# Bienvenidos a MagiaPotagia > Preguntas frecuentes sobre la dinámica el foro >  Como saber si un libro es gratuito o no?

## Americo

Hola que tal! 

He encontrado una pagina web donde se ofrece 4 o 5 libros que el autor del blog dice que son gratuitos, coloca los enlaces que te llevan a mega. No se si puedo colocar aqui el link del enlace, pero me gustaria saber si son o no son gratuitos de verdad.

----------


## MagNity

uff, en principio deberían tener alguna anotación sobre la licencia de uso en la primera pagina (creo que iba así). Pero sin saber que libros son ni nada, poco más se puede decir.

----------


## Americo

> uff, en principio deberían tener alguna anotación sobre la licencia de uso en la primera pagina (creo que iba así). Pero sin saber que libros son ni nada, poco más se puede decir.

###

- _Tarea breve 1_
Reproduce del hilo sobre libros gratuitos el tramo que va desde "He encontrado una" hasta "gratuitos de verdad.", este último incluido.
- _Tarea breve 2_
Prosigue el hilo sobre libros gratuitos a partir del punto en que termina.

###

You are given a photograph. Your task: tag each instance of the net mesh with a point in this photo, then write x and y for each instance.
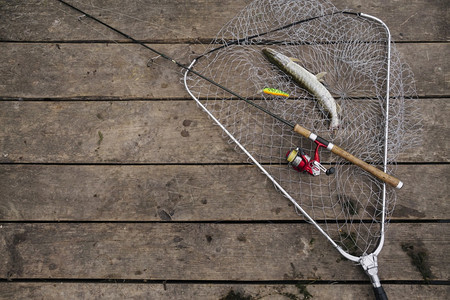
(353, 52)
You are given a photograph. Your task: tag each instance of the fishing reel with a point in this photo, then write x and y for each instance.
(302, 162)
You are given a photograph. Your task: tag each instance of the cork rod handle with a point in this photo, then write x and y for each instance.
(353, 159)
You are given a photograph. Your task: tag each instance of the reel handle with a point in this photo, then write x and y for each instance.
(391, 180)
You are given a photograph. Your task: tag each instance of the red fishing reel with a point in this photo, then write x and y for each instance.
(302, 162)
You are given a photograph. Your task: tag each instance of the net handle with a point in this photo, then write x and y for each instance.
(391, 180)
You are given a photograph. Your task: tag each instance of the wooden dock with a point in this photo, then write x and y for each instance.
(115, 185)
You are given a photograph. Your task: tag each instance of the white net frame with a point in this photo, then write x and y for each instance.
(375, 92)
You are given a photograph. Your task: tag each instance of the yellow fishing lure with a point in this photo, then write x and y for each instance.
(275, 92)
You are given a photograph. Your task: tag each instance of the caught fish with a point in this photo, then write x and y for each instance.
(307, 80)
(275, 92)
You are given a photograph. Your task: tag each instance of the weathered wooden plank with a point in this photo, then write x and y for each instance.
(193, 20)
(150, 132)
(120, 71)
(43, 290)
(206, 251)
(181, 193)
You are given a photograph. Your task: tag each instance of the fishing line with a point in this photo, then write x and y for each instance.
(352, 206)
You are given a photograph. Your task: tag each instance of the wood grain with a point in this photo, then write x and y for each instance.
(109, 172)
(99, 71)
(206, 251)
(151, 132)
(169, 291)
(194, 20)
(181, 193)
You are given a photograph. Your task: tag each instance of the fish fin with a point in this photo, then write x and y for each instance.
(320, 76)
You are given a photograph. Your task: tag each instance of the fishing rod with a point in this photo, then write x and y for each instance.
(391, 180)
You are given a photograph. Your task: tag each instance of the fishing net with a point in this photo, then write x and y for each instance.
(360, 69)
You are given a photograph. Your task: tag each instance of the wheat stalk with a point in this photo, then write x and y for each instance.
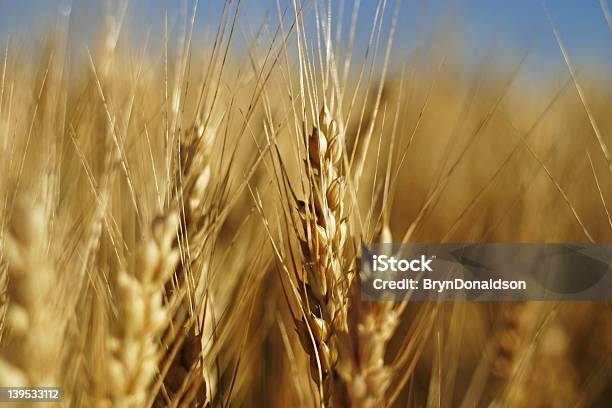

###

- _Resultado de la tarea 1_
He encontrado una pagina web donde se ofrece 4 o 5 libros que el autor del blog dice que son gratuitos, coloca los enlaces que te llevan a mega. No se si puedo colocar aqui el link del enlace, pero me gustaria saber si son o no son gratuitos de verdad.

- _Resultado de la tarea 2_
Los libros son estos:

- Juan Tamariz la enciclopedia del forzaje
- J.B Bobo magia con monedas
- Libro de magia e ilusionismo collecion de 36 libros
- Manolo Talman las dos caras de la magia
- Juan Tamariz los cinco puntos magicos.

Segun el chaval son gratuitos y tiene el enlace de la pagina colocado en su canal de youtube.

----------


## Turko

No son gratuitos.

----------


## MagNity

Como te han dicho, para nada son gratuitos,... los tiene él como gratuitos porque piratea con ellos.

----------


## Americo

Gracias, por la información.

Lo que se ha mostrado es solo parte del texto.